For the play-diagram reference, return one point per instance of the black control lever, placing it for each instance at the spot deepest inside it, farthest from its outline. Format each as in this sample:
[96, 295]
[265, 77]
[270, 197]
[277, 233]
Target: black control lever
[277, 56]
* * * * * * * * *
◆ EXERCISE:
The entire set of records should be returned exactly.

◆ THE ANSWER:
For the play-diagram reference, return one point per instance of the black control lever, placing it for each instance at the spot deepest inside it, farthest from its outline. Format each as in this sample:
[96, 295]
[265, 77]
[270, 197]
[277, 233]
Target: black control lever
[277, 56]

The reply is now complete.